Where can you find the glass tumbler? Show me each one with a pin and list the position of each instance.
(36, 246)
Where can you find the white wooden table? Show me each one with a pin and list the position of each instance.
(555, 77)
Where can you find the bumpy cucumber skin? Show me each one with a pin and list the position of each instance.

* * *

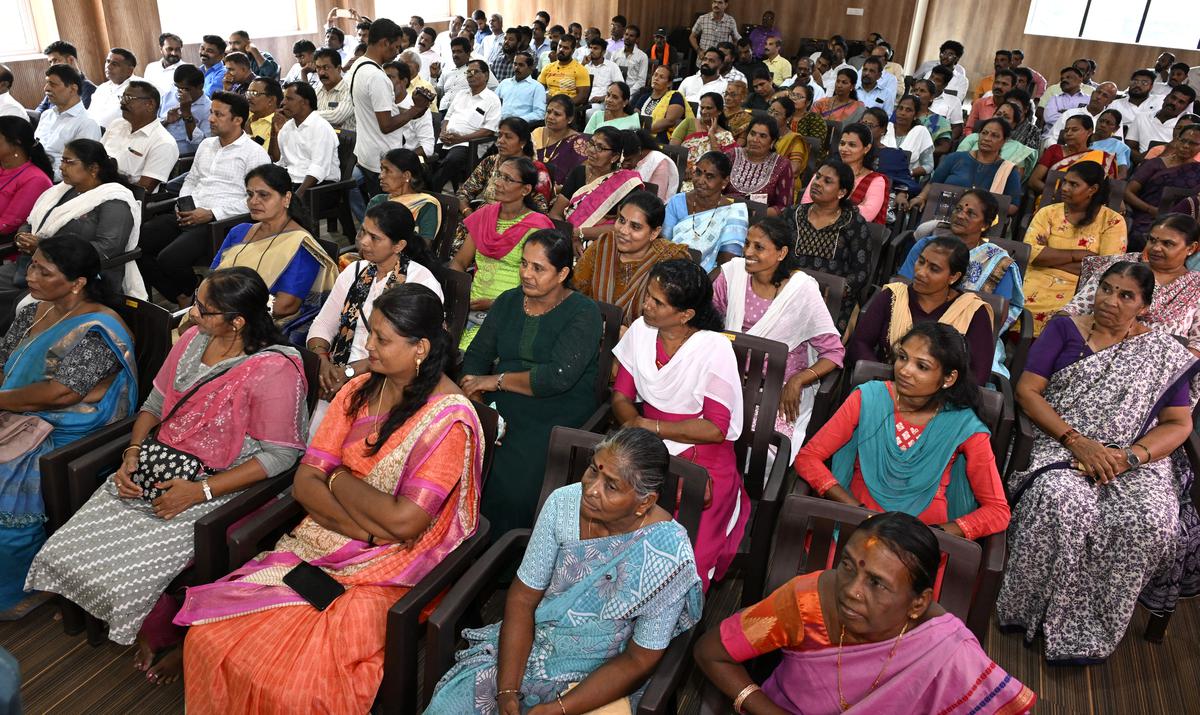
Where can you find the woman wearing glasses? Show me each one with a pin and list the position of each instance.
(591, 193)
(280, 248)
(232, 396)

---

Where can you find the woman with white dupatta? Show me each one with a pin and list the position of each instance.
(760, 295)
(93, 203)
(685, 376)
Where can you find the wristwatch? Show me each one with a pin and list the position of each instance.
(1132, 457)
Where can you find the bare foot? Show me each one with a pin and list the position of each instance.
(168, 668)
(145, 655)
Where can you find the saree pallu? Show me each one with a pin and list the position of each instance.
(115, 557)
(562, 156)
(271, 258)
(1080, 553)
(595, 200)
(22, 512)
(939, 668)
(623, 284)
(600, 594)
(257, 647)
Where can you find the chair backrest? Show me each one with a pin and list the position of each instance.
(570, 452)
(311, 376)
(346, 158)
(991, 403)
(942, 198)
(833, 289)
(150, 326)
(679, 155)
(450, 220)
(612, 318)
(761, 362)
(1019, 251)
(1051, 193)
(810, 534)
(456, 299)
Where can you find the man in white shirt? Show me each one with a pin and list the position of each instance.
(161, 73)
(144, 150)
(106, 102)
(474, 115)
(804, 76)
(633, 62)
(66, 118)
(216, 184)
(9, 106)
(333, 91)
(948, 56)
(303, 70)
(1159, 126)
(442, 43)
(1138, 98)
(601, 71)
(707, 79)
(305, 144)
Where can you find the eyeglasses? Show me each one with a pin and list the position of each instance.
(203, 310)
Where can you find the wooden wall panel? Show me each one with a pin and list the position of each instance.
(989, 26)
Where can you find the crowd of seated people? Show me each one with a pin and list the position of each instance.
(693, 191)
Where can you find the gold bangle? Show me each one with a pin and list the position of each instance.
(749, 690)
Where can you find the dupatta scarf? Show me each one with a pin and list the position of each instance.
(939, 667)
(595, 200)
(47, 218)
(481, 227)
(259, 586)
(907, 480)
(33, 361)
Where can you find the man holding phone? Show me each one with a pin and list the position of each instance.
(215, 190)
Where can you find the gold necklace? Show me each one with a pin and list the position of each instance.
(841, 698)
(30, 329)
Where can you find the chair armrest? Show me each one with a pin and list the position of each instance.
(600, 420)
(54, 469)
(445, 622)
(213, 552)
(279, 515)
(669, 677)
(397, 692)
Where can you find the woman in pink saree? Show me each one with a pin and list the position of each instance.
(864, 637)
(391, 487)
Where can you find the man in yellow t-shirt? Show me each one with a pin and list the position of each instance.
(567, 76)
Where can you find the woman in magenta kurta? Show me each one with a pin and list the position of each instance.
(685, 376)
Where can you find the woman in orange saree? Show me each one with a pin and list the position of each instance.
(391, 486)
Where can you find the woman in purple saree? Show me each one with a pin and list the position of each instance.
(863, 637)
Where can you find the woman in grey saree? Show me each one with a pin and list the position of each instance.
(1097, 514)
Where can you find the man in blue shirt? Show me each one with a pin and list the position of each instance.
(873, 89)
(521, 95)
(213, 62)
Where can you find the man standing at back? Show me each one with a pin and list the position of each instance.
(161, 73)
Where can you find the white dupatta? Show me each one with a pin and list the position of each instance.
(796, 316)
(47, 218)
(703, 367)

> **Short task**: Can you write out the records again, starting at the line that has "Where can you find the chair backrest?" and stopping after the line that has "(1019, 251)", with "chair backrest" swapped for "chair armrest" and everything else unchanged? Give only those lines.

> **The output**:
Where can you find the chair armrest? Show me each one with a pin and list the position of each instance.
(570, 452)
(311, 376)
(346, 158)
(991, 403)
(942, 198)
(833, 289)
(150, 326)
(679, 155)
(450, 220)
(612, 318)
(761, 362)
(1019, 251)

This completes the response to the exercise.